**Problem statement**. Copy the records from their first line through the line containing "153 290 L 152", both included, reproducing every character without change.

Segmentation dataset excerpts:
..........

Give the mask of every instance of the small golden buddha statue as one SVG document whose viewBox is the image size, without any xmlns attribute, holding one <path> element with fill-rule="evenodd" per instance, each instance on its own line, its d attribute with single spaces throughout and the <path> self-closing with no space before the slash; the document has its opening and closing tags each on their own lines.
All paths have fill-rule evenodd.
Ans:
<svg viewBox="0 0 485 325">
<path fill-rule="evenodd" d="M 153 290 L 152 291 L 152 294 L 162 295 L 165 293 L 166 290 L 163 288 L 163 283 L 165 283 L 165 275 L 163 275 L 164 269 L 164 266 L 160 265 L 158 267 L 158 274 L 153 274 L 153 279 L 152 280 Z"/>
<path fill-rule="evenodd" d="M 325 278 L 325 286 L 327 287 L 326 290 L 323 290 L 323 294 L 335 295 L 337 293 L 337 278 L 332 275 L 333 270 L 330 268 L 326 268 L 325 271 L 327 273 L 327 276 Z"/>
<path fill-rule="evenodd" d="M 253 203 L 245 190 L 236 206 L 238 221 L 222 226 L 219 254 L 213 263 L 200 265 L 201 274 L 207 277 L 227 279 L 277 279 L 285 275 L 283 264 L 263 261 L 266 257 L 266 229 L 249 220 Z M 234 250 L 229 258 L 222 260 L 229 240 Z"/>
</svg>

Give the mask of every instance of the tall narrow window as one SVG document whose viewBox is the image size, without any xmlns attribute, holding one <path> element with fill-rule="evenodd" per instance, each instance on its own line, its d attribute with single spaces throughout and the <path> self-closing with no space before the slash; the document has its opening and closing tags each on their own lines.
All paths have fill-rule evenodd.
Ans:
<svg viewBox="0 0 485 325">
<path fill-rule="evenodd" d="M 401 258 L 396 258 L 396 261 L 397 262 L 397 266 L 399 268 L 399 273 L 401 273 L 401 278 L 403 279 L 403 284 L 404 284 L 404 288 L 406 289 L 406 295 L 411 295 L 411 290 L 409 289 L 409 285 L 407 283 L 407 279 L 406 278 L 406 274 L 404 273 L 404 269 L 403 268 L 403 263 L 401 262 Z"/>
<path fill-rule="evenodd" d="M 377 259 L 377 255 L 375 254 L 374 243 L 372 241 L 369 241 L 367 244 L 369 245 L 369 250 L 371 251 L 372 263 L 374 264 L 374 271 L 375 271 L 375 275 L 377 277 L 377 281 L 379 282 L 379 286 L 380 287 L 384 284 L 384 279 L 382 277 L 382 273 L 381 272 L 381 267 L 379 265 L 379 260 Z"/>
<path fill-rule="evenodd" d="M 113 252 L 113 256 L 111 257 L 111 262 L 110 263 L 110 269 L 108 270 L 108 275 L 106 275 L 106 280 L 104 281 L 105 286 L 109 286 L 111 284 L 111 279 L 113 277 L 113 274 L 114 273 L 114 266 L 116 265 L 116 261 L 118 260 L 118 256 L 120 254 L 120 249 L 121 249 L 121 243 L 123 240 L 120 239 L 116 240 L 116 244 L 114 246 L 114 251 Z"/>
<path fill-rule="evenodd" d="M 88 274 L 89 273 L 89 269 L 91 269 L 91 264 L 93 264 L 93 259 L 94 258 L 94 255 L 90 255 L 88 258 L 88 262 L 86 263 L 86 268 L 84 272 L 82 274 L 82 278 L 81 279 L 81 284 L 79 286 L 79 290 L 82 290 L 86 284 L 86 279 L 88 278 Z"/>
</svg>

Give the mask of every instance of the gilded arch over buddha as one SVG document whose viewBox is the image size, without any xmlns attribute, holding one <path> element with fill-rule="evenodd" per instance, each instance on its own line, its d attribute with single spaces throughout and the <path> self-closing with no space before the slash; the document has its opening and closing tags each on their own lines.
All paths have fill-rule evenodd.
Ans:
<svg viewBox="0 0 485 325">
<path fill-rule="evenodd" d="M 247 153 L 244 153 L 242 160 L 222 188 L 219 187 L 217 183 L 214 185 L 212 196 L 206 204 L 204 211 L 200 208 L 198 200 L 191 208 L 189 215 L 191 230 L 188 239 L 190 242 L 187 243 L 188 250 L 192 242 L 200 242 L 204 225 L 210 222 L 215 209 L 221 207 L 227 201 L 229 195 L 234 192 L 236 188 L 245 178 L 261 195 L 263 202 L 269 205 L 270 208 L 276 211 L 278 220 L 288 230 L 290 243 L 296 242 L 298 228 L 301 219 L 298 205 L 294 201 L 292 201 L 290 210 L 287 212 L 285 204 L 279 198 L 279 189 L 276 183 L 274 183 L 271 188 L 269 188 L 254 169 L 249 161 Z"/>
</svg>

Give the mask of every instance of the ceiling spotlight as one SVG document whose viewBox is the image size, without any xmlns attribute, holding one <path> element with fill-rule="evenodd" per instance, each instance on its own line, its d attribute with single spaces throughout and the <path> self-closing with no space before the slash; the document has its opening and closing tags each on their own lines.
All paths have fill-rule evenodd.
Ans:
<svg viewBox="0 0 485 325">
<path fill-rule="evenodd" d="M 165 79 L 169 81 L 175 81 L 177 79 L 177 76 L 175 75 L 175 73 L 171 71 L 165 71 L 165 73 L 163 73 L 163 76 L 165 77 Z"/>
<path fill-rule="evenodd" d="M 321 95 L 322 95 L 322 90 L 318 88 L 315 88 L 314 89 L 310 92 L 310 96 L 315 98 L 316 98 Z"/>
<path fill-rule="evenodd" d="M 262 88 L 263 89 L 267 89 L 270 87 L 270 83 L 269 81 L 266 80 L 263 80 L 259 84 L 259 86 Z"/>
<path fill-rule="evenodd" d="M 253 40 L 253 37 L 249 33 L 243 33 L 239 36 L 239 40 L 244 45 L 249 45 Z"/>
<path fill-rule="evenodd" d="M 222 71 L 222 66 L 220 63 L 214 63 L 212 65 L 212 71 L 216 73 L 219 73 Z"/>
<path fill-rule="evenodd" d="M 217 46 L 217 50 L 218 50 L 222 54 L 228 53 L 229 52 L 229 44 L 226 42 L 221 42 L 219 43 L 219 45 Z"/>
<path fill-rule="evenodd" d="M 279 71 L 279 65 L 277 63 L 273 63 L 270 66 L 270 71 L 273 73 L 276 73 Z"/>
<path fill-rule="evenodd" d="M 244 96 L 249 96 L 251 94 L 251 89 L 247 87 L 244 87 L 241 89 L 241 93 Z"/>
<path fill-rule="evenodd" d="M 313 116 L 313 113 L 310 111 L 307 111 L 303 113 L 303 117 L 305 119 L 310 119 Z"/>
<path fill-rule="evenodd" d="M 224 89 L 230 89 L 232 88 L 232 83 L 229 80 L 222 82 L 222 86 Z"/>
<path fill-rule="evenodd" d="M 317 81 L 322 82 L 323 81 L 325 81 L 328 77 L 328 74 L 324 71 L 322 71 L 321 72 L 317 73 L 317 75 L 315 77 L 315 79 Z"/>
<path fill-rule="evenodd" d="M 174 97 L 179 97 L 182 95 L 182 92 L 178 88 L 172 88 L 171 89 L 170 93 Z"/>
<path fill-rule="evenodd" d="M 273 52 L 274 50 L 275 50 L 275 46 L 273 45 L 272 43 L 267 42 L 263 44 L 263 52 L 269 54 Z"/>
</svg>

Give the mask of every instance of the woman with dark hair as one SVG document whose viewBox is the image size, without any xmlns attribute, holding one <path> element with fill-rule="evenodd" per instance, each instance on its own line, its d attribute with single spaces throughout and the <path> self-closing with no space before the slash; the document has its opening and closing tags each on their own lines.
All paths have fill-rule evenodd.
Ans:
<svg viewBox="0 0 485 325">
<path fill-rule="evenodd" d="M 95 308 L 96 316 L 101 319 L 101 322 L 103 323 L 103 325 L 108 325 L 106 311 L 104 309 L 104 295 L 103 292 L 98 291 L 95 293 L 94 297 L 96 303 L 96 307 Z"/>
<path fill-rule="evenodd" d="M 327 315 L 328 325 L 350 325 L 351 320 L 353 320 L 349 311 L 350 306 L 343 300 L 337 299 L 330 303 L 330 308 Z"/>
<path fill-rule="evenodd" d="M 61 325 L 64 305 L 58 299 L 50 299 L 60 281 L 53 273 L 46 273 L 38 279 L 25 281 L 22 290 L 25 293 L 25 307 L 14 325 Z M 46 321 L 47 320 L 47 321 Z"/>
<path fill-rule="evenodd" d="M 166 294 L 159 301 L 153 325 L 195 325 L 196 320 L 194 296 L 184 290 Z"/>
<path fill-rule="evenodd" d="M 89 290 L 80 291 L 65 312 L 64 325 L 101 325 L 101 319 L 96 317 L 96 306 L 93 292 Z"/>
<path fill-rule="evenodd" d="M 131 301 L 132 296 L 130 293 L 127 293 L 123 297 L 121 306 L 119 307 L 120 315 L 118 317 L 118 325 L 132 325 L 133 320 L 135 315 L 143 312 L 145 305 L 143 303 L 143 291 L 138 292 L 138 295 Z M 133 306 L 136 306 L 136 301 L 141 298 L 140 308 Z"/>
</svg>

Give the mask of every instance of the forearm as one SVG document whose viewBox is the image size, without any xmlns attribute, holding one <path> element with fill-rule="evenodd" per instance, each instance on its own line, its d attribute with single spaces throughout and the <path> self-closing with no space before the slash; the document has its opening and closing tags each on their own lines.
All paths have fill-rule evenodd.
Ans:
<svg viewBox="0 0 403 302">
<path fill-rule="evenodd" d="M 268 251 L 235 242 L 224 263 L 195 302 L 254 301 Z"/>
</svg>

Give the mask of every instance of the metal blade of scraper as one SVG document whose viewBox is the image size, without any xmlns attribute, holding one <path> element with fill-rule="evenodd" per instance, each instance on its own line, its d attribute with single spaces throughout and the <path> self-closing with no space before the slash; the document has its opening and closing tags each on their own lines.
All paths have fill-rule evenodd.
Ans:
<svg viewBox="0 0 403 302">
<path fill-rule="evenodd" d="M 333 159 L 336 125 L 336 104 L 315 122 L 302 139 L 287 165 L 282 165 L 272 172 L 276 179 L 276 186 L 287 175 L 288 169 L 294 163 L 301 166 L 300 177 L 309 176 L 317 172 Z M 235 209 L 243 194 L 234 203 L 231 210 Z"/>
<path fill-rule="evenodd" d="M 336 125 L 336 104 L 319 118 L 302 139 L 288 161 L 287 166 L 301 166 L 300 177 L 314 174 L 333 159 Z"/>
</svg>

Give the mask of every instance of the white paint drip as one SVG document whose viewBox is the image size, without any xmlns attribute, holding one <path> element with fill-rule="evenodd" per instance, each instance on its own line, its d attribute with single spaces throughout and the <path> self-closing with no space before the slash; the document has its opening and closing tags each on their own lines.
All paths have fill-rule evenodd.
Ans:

..........

**Correct result**.
Give the mask of every instance of the small golden buddha statue as one SVG document whose viewBox is the image size, without any xmlns attribute, holding one <path> element with fill-rule="evenodd" per instance, each instance on its own line, its d attribute with single spaces throughout and the <path> self-closing with no space before the slash; the document has its opening and closing tags each on their own lines.
All paths have fill-rule evenodd.
Ans:
<svg viewBox="0 0 485 325">
<path fill-rule="evenodd" d="M 153 290 L 152 291 L 152 294 L 162 295 L 165 293 L 166 290 L 163 288 L 163 283 L 165 283 L 165 275 L 163 275 L 164 269 L 164 266 L 160 265 L 158 267 L 158 274 L 153 274 L 153 279 L 152 280 Z"/>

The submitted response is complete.